Segment Start: AVAILABLE RECORDS
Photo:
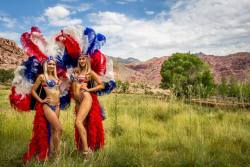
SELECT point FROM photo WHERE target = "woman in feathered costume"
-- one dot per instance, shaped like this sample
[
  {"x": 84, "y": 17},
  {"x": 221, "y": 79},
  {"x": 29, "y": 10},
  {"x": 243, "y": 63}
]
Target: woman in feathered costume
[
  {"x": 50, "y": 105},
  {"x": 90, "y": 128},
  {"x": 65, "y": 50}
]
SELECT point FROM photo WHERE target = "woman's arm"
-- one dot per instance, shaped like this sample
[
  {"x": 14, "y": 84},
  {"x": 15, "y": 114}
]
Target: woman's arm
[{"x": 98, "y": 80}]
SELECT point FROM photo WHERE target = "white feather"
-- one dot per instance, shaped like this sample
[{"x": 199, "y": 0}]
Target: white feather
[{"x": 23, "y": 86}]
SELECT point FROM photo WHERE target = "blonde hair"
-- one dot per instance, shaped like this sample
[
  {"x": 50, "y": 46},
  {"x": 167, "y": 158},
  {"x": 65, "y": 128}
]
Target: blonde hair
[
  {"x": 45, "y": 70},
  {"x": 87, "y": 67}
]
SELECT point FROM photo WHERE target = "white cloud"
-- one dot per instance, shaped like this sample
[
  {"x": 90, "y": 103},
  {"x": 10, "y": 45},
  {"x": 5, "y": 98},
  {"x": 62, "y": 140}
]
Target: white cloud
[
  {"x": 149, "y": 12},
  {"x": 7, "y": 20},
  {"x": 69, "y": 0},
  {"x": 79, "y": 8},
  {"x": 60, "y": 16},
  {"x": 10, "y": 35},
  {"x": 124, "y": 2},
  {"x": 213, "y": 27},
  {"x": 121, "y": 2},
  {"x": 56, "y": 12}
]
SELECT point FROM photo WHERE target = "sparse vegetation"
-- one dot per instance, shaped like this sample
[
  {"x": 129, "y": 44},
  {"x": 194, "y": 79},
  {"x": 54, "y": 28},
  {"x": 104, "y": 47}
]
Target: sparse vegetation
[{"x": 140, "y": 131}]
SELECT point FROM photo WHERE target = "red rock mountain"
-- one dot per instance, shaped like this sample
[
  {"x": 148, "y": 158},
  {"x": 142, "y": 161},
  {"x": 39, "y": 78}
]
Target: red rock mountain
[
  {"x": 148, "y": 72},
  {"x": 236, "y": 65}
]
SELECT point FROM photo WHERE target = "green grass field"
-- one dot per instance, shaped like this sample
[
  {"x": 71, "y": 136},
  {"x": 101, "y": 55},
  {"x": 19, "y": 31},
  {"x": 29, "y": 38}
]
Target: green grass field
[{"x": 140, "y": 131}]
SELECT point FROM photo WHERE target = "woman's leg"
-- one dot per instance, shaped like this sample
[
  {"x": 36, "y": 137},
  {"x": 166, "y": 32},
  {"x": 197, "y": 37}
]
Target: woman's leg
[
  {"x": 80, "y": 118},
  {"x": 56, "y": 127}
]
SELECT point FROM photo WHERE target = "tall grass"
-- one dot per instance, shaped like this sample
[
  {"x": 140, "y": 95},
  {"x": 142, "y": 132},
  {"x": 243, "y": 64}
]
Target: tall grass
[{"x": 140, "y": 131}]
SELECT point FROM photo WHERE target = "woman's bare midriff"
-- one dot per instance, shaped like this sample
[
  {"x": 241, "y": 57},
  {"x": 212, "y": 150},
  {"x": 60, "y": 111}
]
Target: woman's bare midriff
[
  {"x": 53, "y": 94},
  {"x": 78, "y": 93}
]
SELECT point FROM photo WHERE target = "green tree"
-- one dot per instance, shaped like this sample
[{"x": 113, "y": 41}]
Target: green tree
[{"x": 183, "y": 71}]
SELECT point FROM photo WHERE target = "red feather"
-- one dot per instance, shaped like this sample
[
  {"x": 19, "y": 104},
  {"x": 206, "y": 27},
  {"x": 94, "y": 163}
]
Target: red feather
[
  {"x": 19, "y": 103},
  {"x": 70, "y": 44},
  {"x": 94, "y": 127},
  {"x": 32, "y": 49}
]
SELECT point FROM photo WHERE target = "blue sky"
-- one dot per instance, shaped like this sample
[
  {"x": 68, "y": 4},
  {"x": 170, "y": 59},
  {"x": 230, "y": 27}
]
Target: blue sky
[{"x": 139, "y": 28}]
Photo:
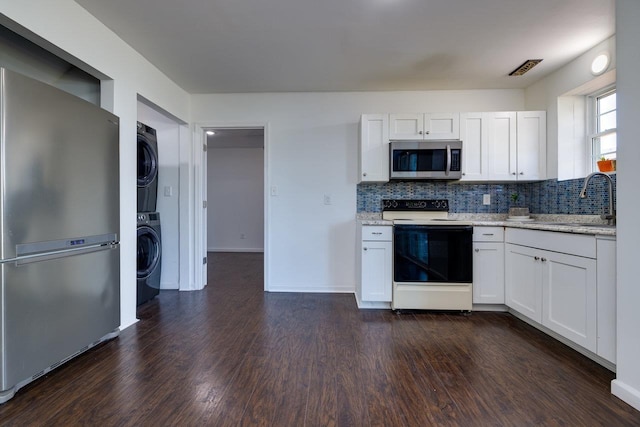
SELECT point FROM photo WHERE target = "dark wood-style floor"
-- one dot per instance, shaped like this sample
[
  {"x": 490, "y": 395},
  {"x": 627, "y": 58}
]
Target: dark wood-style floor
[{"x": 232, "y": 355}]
Segment End: AVAILABLE RECORDS
• [DESCRIPTION OF THE TASK] Keep the pictures out and transcribe the entries exactly.

• [EXERCISE RESULT]
Photo:
SELECT point FROM photo WHERE target = "woman in feathered costume"
-- one dot per instance, shaped like this sample
[
  {"x": 84, "y": 17},
  {"x": 221, "y": 79},
  {"x": 29, "y": 10},
  {"x": 243, "y": 63}
]
Target: woman in feathered costume
[
  {"x": 50, "y": 105},
  {"x": 90, "y": 128},
  {"x": 65, "y": 50}
]
SELECT point FROM photo WHERE target = "woman's arm"
-- one dot per instance, shaped like this sample
[
  {"x": 14, "y": 84},
  {"x": 15, "y": 114}
]
Target: woman's arm
[{"x": 98, "y": 80}]
SELECT point FROM photo WHERE target = "white feather"
-- one dot per instance, shaped like this sample
[{"x": 199, "y": 0}]
Target: white feather
[{"x": 23, "y": 86}]
SELECT point FROM photo WHERE target = "blonde hair"
-- one dot per instance, shaped like this sample
[
  {"x": 50, "y": 46},
  {"x": 167, "y": 158},
  {"x": 65, "y": 128}
]
Target: blonde hair
[
  {"x": 45, "y": 70},
  {"x": 87, "y": 67}
]
SELECT point FROM photo WHERE target = "white cloud"
-- one dot per instance, shaped like this sample
[
  {"x": 90, "y": 103},
  {"x": 10, "y": 45},
  {"x": 5, "y": 98},
  {"x": 62, "y": 140}
]
Target: white cloud
[
  {"x": 149, "y": 12},
  {"x": 7, "y": 20},
  {"x": 69, "y": 0},
  {"x": 79, "y": 8},
  {"x": 60, "y": 16},
  {"x": 10, "y": 35},
  {"x": 124, "y": 2},
  {"x": 213, "y": 27},
  {"x": 121, "y": 2},
  {"x": 56, "y": 12}
]
SELECT point FROM photo WHERE target = "sparse vegetation"
-- one dot per instance, shaped like this sample
[
  {"x": 129, "y": 44},
  {"x": 194, "y": 79},
  {"x": 54, "y": 28},
  {"x": 104, "y": 47}
]
Target: sparse vegetation
[{"x": 140, "y": 131}]
SELECT point FROM photo WHERE target = "red rock mountain"
-- one dot per instance, shaped like this sample
[
  {"x": 148, "y": 158},
  {"x": 142, "y": 161},
  {"x": 39, "y": 78}
]
Target: red rock mountain
[
  {"x": 148, "y": 72},
  {"x": 236, "y": 65}
]
SELECT point FROM photo WHERE target = "green grass field"
-- one dot per instance, shaped like this sample
[
  {"x": 71, "y": 136},
  {"x": 101, "y": 55},
  {"x": 19, "y": 31},
  {"x": 29, "y": 38}
]
Target: green grass field
[{"x": 140, "y": 131}]
SELECT point FROM photo WHERE target = "woman's leg"
-- one dot per instance, shaped like this sample
[
  {"x": 36, "y": 137},
  {"x": 166, "y": 32},
  {"x": 197, "y": 37}
]
Target: woman's leg
[
  {"x": 80, "y": 118},
  {"x": 56, "y": 127}
]
SELECT point FROM photo WHERE target = "tall grass"
-- one dot per instance, shaped like this sample
[
  {"x": 140, "y": 95},
  {"x": 142, "y": 132},
  {"x": 243, "y": 64}
]
Target: tall grass
[{"x": 140, "y": 131}]
SELECT point FROM photo WHERE target = "woman's bare midriff"
-- one dot per instance, shaped like this sample
[
  {"x": 241, "y": 57},
  {"x": 212, "y": 150},
  {"x": 60, "y": 111}
]
Target: woman's bare midriff
[
  {"x": 53, "y": 94},
  {"x": 78, "y": 93}
]
SELECT point FROM photo WHERE target = "green tree"
-- one dot per instance, shaped like this sample
[{"x": 113, "y": 41}]
Target: green tree
[{"x": 183, "y": 71}]
SELECT point FROM photo WHERE target = "red feather"
-- one dot per instance, shaped like this sample
[
  {"x": 19, "y": 104},
  {"x": 206, "y": 27},
  {"x": 94, "y": 163}
]
Target: red feather
[
  {"x": 19, "y": 103},
  {"x": 70, "y": 44},
  {"x": 94, "y": 127},
  {"x": 32, "y": 49}
]
SELECT point FROM photo WHERE target = "blue sky"
-- one dot per instance, shaped like this sample
[
  {"x": 68, "y": 4},
  {"x": 170, "y": 59},
  {"x": 230, "y": 27}
]
Target: blue sky
[{"x": 139, "y": 28}]
Photo:
SELECT point FROM photo WHERE target = "dark wood-style floor"
-- one dot per instance, shaped like this sample
[
  {"x": 490, "y": 395},
  {"x": 627, "y": 58}
]
Target: dark wood-style floor
[{"x": 232, "y": 355}]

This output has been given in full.